Dataset entries.
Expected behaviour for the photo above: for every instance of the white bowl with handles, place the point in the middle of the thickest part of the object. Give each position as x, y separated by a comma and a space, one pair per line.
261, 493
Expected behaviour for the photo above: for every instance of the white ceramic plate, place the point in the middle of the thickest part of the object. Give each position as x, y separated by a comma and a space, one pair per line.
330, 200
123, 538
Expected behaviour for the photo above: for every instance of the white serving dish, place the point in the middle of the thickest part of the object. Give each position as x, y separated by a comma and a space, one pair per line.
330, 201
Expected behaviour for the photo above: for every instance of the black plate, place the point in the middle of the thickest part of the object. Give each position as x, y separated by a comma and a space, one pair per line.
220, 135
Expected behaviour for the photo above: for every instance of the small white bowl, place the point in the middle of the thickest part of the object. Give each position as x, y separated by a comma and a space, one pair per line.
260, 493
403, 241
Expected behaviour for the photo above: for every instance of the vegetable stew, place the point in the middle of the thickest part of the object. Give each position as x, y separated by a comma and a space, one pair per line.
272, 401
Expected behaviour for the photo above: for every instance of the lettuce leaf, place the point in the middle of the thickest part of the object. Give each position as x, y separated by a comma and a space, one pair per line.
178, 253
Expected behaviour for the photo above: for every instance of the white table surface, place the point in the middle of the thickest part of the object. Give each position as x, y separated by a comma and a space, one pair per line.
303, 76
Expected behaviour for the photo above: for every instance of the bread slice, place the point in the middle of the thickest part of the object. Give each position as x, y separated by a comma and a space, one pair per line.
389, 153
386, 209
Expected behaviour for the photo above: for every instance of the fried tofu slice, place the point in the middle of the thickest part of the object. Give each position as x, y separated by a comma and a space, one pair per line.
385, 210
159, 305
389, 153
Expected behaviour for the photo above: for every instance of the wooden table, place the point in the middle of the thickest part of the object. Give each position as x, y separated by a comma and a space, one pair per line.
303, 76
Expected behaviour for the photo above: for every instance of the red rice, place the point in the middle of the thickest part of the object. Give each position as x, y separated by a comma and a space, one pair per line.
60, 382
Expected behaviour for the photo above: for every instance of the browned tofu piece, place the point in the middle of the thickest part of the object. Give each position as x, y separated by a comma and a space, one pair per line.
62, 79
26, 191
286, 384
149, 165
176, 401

Problem. Write out the entries above once more, without altering anything.

Task answer.
Expected behaviour for the photo above: for every instance of the white bowl with handles, place the point in the middle of the thickest part of the object. Give each position as x, y separated by a comma and a space, one pair per line.
261, 493
Expected behaviour for the photo above: for every instance of the white ceramic plate, place the point in the middle of the thickest part of the object. Give each position as x, y separated by a comma and a space, one pair per line.
330, 200
123, 538
Expected behaviour for the photo above: for every instance of the white serving dish, place the point in the middle of the thickest part of the object. Give each position as x, y separated by a comma and a space, one pair per line.
330, 201
Expected behaviour for the photo above: for every instance of the black plate, place the point in the middle of the thickest part of the object. Give each position as x, y separated by a comma and a space, one pair per line.
220, 135
Expected behaviour for the photo above: for every instance of the small white bowl, place the point in the middle of the thickest part of the object. Give each position as x, y separated by a comma and a space, one pair per line.
260, 493
403, 241
Expected behaviour for the photo above: for every instance of the vegetable stew, place the point in the middle of the thickest part of the object. Give each position as x, y separated by a comma and a space, one pair per line.
272, 401
Expected behaviour for the photo above: for every instance of the lettuce leaf, place the point in the middle of the thickest part of the object. Give each position as x, y separated by a comma and a space, one pair per line.
178, 253
Expected behaviour for the photo above: for every instance of the white table surface, place the point in the middle of the thickest part of the object. Give each position as x, y separated by a comma and a space, one pair per line.
303, 76
Expected behaviour for the photo above: for every instance of the bread slice, place the point in the middle of the thickest part of the object. Give each position as x, y separated by a comma and a space, one pair per line.
389, 153
386, 209
Expected behaviour for the photo above: for every instance of the fried tofu slice, place the point in the middle of the thickest part of the object. Give each position as x, y separated by a comma and a space, one pair per line.
385, 210
159, 305
389, 153
Expected behaviour for the photo above: for every instance of the wooden table, place the point in the middle of the thickest part of the object. Give each position as x, y separated by a comma and a space, one pair per line.
303, 76
Expected behaviour for the photo above: for every instance of the red rice, place the point in the middle of the thickest part of the object. Give each position as x, y separated by a comma and a space, one pair per line.
60, 382
Expected behaviour for the photo above: for every instance of the browned tofu piece, place the point in the middle of the thickest part of the object. Give each position as x, y separated by a comma and a space, one pair per line.
62, 79
26, 191
286, 384
149, 165
176, 401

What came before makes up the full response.